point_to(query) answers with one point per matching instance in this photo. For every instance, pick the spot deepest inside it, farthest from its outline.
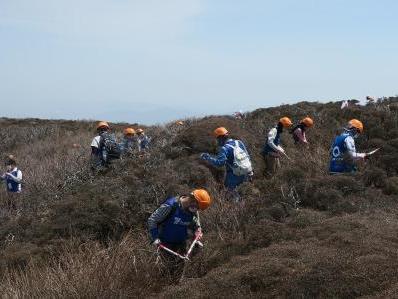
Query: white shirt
(350, 144)
(17, 178)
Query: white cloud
(95, 20)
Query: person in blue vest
(142, 140)
(172, 224)
(343, 152)
(225, 157)
(13, 180)
(272, 149)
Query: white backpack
(241, 164)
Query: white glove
(156, 242)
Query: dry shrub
(126, 269)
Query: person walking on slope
(234, 156)
(343, 151)
(172, 224)
(104, 147)
(298, 132)
(13, 180)
(129, 140)
(272, 149)
(143, 140)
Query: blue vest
(13, 186)
(267, 149)
(337, 162)
(175, 229)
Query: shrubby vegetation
(302, 233)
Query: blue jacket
(337, 162)
(267, 149)
(225, 157)
(13, 186)
(127, 144)
(174, 229)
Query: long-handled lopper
(198, 236)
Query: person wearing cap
(225, 157)
(298, 132)
(272, 149)
(174, 221)
(129, 140)
(96, 152)
(12, 176)
(142, 140)
(13, 180)
(343, 152)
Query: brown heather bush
(300, 234)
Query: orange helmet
(11, 160)
(103, 125)
(286, 122)
(202, 197)
(308, 122)
(221, 131)
(129, 131)
(354, 123)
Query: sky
(152, 61)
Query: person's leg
(269, 165)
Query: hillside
(301, 234)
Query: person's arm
(271, 138)
(350, 144)
(300, 134)
(17, 178)
(158, 217)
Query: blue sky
(153, 61)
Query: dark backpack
(110, 145)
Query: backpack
(109, 144)
(241, 164)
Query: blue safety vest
(337, 162)
(174, 229)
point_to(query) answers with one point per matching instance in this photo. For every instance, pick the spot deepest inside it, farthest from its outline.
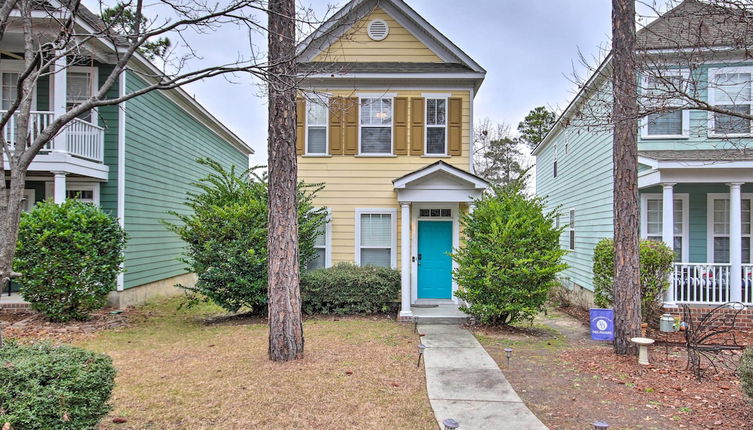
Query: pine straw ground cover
(569, 381)
(193, 368)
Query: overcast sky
(528, 47)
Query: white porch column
(405, 262)
(59, 187)
(668, 232)
(59, 98)
(735, 243)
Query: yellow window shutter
(300, 126)
(455, 124)
(400, 125)
(336, 126)
(417, 126)
(351, 125)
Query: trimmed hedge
(69, 256)
(53, 387)
(349, 289)
(746, 373)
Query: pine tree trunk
(285, 322)
(627, 293)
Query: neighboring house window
(720, 230)
(376, 237)
(376, 126)
(658, 92)
(730, 89)
(436, 126)
(571, 231)
(316, 128)
(78, 90)
(652, 226)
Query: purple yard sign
(602, 324)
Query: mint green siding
(583, 183)
(162, 143)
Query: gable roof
(337, 25)
(684, 26)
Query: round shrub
(69, 256)
(510, 258)
(349, 289)
(745, 369)
(656, 260)
(53, 387)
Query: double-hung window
(730, 90)
(376, 237)
(663, 94)
(436, 126)
(652, 225)
(316, 127)
(719, 229)
(376, 126)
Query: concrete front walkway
(464, 383)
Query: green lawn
(181, 369)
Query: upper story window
(376, 126)
(316, 128)
(730, 89)
(662, 93)
(436, 126)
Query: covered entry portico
(431, 200)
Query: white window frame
(427, 126)
(571, 218)
(391, 126)
(710, 197)
(685, 74)
(712, 72)
(323, 100)
(93, 73)
(393, 240)
(685, 199)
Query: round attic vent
(378, 29)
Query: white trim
(426, 126)
(393, 221)
(391, 126)
(415, 210)
(685, 199)
(710, 197)
(711, 95)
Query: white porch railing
(701, 283)
(85, 140)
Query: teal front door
(434, 262)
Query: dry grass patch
(176, 371)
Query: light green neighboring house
(684, 159)
(135, 160)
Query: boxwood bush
(53, 387)
(656, 265)
(69, 256)
(349, 289)
(745, 369)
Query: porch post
(735, 243)
(59, 187)
(668, 233)
(59, 98)
(405, 311)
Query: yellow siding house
(384, 121)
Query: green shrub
(510, 256)
(349, 289)
(656, 265)
(225, 230)
(53, 387)
(69, 256)
(745, 369)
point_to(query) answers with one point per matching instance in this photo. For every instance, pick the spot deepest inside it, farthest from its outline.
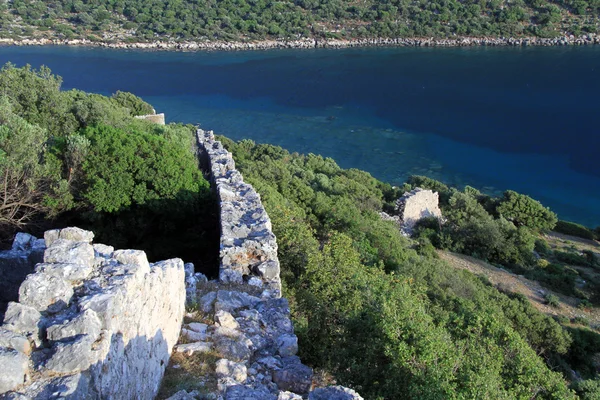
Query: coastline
(583, 40)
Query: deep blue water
(494, 118)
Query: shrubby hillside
(73, 158)
(141, 20)
(384, 314)
(373, 310)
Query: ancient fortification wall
(248, 246)
(91, 322)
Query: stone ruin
(248, 246)
(96, 323)
(91, 322)
(412, 207)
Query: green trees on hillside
(381, 317)
(244, 19)
(82, 159)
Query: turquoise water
(524, 119)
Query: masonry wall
(248, 248)
(91, 323)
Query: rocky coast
(312, 43)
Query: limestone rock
(12, 340)
(45, 292)
(69, 272)
(191, 348)
(69, 252)
(294, 376)
(14, 369)
(226, 368)
(86, 323)
(74, 356)
(287, 345)
(21, 318)
(226, 320)
(334, 393)
(184, 395)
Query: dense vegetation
(383, 314)
(378, 311)
(72, 158)
(142, 20)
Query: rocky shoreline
(571, 40)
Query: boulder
(14, 369)
(45, 292)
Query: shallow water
(526, 119)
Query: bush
(573, 229)
(522, 210)
(552, 300)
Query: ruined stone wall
(416, 204)
(248, 249)
(91, 323)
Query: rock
(21, 318)
(229, 369)
(231, 300)
(45, 292)
(294, 376)
(288, 396)
(102, 250)
(184, 395)
(23, 241)
(193, 335)
(207, 301)
(334, 393)
(74, 356)
(13, 340)
(86, 323)
(287, 345)
(191, 348)
(268, 270)
(133, 257)
(231, 276)
(226, 320)
(68, 272)
(232, 349)
(198, 327)
(14, 369)
(69, 252)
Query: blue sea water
(526, 119)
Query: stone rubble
(415, 205)
(245, 322)
(248, 245)
(91, 322)
(311, 43)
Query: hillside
(241, 20)
(366, 301)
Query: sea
(525, 119)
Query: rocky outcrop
(311, 43)
(415, 205)
(248, 249)
(16, 264)
(91, 322)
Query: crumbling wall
(91, 323)
(16, 264)
(248, 246)
(416, 204)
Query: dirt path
(508, 281)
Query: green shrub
(522, 210)
(552, 300)
(573, 229)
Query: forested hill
(239, 20)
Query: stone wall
(248, 248)
(91, 323)
(416, 204)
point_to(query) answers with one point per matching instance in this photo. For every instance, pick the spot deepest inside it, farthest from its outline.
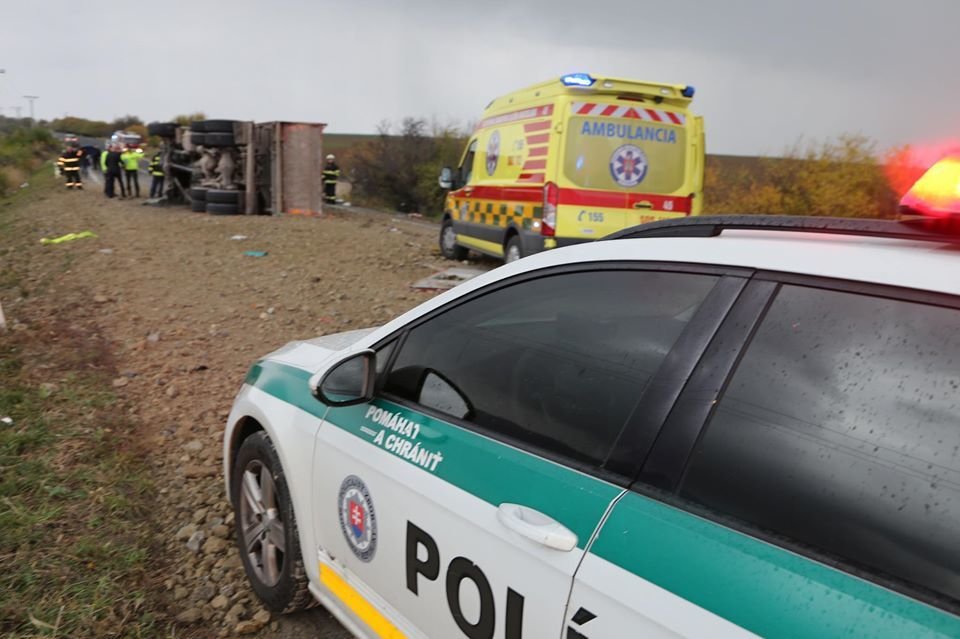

------------------------------

■ TASK BRIEF ■
Can you convert the data, starting at the line that contains "Query: stone ruin" and running through the end, into a JSON list of strings with one string per line, blank lines omitted and pictures left out?

■ OUTPUT FOR THIS TASK ■
[
  "Query: stone ruin",
  "(248, 246)",
  "(96, 323)",
  "(91, 322)",
  "(412, 207)",
  "Query: green trees on hillside",
  "(381, 317)",
  "(244, 19)",
  "(82, 159)",
  "Query: turquoise water",
  "(524, 119)",
  "Query: masonry wall",
  "(248, 248)",
  "(91, 323)",
  "Query: rocky coast",
  "(312, 43)",
  "Query: limestone rock",
  "(12, 340)",
  "(45, 292)",
  "(69, 272)",
  "(191, 348)",
  "(69, 252)",
  "(294, 376)",
  "(14, 369)",
  "(226, 368)",
  "(86, 323)",
  "(74, 356)",
  "(287, 345)",
  "(21, 318)",
  "(226, 320)",
  "(334, 393)",
  "(184, 395)",
  "Query: dense vegetation",
  "(383, 314)",
  "(378, 311)",
  "(72, 158)",
  "(142, 20)",
  "Query: rocky shoreline",
  "(571, 40)",
  "Query: boulder",
  "(14, 369)",
  "(45, 292)",
  "Query: shallow water",
  "(526, 119)",
  "Query: bush",
  "(573, 229)",
  "(522, 210)",
  "(552, 300)",
  "Query: ruined stone wall",
  "(416, 204)",
  "(248, 249)",
  "(91, 323)",
  "Query: rock",
  "(21, 318)",
  "(229, 369)",
  "(231, 300)",
  "(45, 292)",
  "(294, 376)",
  "(288, 396)",
  "(102, 250)",
  "(184, 395)",
  "(23, 241)",
  "(193, 335)",
  "(207, 301)",
  "(334, 393)",
  "(74, 356)",
  "(13, 340)",
  "(86, 323)",
  "(287, 345)",
  "(191, 348)",
  "(268, 270)",
  "(133, 257)",
  "(231, 276)",
  "(226, 320)",
  "(68, 272)",
  "(232, 349)",
  "(198, 327)",
  "(14, 369)",
  "(69, 252)",
  "Query: blue sea water",
  "(526, 119)",
  "Query: stone rubble",
  "(415, 205)",
  "(245, 322)",
  "(248, 245)",
  "(91, 322)",
  "(311, 43)",
  "Query: hillside",
  "(241, 20)",
  "(366, 301)",
  "Query: sea",
  "(525, 119)",
  "Query: rocky outcrop",
  "(311, 43)",
  "(415, 205)",
  "(248, 249)",
  "(16, 264)",
  "(91, 322)",
  "Query: crumbling wall",
  "(91, 323)",
  "(16, 264)",
  "(248, 246)",
  "(416, 204)",
  "Query: dirt path",
  "(508, 281)",
  "Query: green shrub",
  "(522, 210)",
  "(552, 300)",
  "(573, 229)",
  "Query: forested hill",
  "(239, 20)",
  "Query: stone wall",
  "(248, 248)",
  "(91, 323)",
  "(416, 204)",
  "point_to(query) answers with one point per matching instance in this photo. For every instance, pick the spot deepest inside it, farthest from its outline."
]